■ **YOUR TASK**:
Reproduce the records below exactly, but only between the lines holding "like point(294, 239)" and "like point(185, 24)", inclusive.

■ **INFORMATION GIVEN**:
== Segment start ==
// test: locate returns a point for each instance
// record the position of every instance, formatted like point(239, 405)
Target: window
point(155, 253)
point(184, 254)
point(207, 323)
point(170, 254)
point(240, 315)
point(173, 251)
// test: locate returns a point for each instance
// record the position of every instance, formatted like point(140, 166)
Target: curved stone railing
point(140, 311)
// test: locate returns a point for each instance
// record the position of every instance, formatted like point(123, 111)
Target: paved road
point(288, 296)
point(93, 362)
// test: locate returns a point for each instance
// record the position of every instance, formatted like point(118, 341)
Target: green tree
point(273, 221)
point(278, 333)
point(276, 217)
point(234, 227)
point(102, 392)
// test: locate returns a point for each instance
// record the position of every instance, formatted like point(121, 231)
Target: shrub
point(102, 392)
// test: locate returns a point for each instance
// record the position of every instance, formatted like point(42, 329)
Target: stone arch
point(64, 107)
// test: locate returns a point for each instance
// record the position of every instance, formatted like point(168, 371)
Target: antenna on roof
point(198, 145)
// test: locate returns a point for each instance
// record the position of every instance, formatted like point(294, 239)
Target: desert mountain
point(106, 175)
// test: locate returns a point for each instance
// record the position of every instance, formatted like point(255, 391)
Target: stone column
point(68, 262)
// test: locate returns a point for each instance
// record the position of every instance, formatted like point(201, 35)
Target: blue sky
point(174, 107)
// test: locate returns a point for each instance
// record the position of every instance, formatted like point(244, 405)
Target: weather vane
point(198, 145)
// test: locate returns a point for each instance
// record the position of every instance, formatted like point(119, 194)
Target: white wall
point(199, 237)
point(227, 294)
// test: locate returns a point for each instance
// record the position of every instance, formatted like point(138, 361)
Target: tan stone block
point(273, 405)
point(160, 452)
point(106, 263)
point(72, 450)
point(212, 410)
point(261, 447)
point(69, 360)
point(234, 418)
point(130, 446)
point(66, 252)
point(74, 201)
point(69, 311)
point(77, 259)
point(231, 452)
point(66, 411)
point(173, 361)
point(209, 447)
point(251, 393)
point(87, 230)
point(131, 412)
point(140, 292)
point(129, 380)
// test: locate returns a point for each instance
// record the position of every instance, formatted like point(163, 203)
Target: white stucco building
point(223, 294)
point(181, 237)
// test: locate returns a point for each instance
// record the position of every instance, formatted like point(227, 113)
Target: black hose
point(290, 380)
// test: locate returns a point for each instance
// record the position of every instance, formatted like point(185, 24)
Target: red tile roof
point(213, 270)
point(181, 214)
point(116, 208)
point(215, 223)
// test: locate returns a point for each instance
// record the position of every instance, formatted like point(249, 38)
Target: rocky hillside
== Segment end ==
■ **EXERCISE RESPONSE**:
// record the position of every instance, formatted like point(294, 239)
Target: desert mountain
point(106, 175)
// test: locate returns a point for each instance
// record the position of every instance, formatted like point(255, 391)
Target: stone column
point(68, 262)
// test: locate returns a point for each instance
// record the position of every instance, formatted like point(201, 35)
Target: blue sky
point(174, 107)
// test: locate returns a point for each instance
// record the position of every instance, formatted like point(244, 405)
Target: weather vane
point(198, 145)
// test: locate returns a point for each instance
// record the position of every instance, formatted like point(119, 194)
Target: white wall
point(199, 237)
point(227, 294)
// test: locate returns a point for each instance
// record the position of every instance, formatted like point(138, 361)
Target: tan stone block
point(273, 405)
point(160, 452)
point(106, 263)
point(72, 450)
point(212, 410)
point(261, 447)
point(69, 360)
point(234, 418)
point(130, 446)
point(66, 252)
point(74, 201)
point(69, 311)
point(77, 259)
point(231, 452)
point(66, 411)
point(173, 361)
point(209, 447)
point(251, 393)
point(87, 230)
point(131, 412)
point(140, 292)
point(129, 380)
// test: locate returns a point for each instance
// record the position of every instance, formatted like point(163, 203)
Target: white stucco building
point(223, 294)
point(181, 237)
// test: locate returns a point for each instance
// record the position of every instance, formatted like point(227, 113)
Target: black hose
point(290, 380)
// test: locate returns a point for each instance
// record the position of every instance, formatted like point(185, 24)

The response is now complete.